:: EXERCISE OBJECTIVE ::
Each line that has the string "above" must be copied from the records below.

:: MATERIAL SHOWN ::
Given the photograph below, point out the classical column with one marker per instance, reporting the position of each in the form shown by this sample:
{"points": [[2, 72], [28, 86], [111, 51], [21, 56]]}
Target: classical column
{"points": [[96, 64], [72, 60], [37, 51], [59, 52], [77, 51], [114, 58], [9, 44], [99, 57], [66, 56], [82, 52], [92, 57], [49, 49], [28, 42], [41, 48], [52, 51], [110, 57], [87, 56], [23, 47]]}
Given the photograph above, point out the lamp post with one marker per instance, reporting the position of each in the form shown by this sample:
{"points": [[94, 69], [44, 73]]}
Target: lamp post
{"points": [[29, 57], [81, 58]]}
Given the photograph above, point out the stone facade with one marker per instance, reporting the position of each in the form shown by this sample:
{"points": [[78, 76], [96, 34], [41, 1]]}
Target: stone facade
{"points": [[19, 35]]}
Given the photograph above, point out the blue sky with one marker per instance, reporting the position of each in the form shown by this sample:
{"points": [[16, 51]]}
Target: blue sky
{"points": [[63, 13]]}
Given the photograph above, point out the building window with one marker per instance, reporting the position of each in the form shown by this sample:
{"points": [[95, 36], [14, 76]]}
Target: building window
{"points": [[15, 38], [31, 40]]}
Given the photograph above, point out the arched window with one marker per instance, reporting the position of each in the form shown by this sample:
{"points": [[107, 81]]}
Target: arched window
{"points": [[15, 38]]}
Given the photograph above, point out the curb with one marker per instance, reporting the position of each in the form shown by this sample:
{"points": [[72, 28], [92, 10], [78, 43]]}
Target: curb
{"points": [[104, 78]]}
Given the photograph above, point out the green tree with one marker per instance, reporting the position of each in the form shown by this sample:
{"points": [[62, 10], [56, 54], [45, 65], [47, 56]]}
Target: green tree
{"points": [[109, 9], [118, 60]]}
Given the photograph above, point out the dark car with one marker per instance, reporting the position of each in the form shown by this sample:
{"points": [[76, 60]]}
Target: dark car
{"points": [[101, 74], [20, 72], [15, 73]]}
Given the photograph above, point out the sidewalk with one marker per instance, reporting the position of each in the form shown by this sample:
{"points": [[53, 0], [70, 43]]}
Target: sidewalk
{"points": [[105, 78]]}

:: ANSWER SECTION ::
Given the photograph above, point out the lamp post with one marker per instance, reporting the position of each in the form shown by this sample:
Given the photograph above, point out the stone facade with one marker per instance, reporting the position of each in the form shown by this sample:
Given the photograph above, point out the blue sky with one marker per instance, reporting the position of each in the form shown by this sample:
Given the photograph above, point out the building window with one marker per instance, reporting the position of each in the form shown by this sample:
Given the photograph above, point out the arched window with one marker per instance, reporting the position of each in the form shown by this sample:
Given the photograph above, point out the curb with one marker per instance, reporting the position of each in the form shown by this sample:
Given the photograph above, point out the green tree with one marker per instance, reporting the position of each in the form shown by this sample:
Given the photograph above, point out the dark car with one marker per instance, reporting the position of each in the form shown by this sample:
Given the photograph above, point out the sidewalk with one marker per instance, reporting the position of each in the form shown by this sample:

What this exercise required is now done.